## STATED GOAL:
State how many lines below contain the string "covered", with case counting. Give only the number.

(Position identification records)
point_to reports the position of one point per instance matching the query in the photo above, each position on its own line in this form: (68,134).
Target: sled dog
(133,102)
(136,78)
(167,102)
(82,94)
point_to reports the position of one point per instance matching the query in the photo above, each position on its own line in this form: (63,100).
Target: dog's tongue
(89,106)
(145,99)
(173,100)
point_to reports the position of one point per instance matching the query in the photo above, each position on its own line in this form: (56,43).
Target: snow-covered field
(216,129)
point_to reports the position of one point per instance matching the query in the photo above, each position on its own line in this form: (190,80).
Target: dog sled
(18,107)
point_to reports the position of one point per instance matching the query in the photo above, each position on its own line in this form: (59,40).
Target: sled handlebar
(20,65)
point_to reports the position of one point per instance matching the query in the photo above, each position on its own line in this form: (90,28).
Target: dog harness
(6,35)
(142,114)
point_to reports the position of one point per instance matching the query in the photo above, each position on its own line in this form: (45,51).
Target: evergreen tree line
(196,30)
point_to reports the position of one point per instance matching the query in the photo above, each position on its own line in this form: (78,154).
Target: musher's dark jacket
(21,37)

==

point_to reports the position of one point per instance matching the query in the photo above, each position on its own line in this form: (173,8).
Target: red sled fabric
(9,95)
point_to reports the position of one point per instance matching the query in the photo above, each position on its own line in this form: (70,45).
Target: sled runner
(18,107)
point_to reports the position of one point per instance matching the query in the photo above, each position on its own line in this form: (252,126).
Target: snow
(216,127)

...

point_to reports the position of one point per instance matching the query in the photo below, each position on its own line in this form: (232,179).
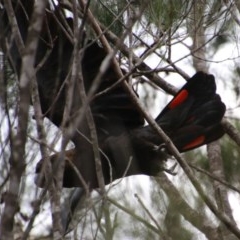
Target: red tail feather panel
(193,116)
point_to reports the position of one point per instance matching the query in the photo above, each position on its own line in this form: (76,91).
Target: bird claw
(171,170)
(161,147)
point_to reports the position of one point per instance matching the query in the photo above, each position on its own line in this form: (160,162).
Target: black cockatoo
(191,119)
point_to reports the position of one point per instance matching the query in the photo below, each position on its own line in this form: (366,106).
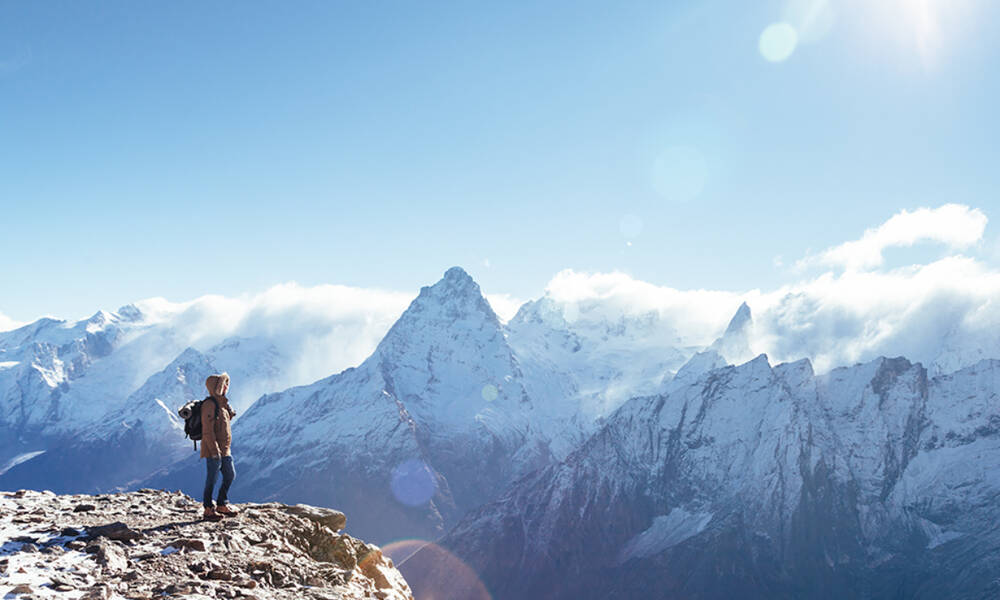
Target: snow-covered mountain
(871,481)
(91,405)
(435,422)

## TASK SOLUTION:
2